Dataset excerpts
####################

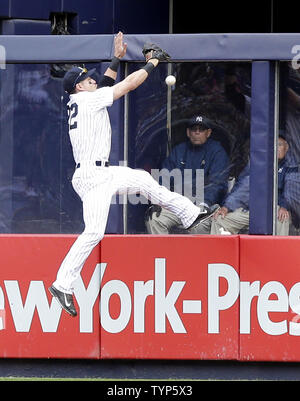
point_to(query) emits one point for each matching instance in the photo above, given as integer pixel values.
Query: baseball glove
(157, 52)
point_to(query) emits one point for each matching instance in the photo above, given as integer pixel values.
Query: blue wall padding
(262, 148)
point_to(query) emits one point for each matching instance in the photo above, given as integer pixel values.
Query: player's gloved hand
(151, 50)
(152, 209)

####################

If an entry contains a picture, leave it out and repeat the rest exactly.

Response area ::
point_to(query) emits one point for each matching instance in the photo above, given as integer pixel values.
Query: baseball glove
(157, 52)
point_to(query) emits one point for each matching instance in the photo above, given as integer pixel values.
Query: blue wall padding
(262, 148)
point_to(query) emits one point for each matching instance in the photo above, given as integer pixel values.
Query: player's gloved hand
(151, 50)
(152, 209)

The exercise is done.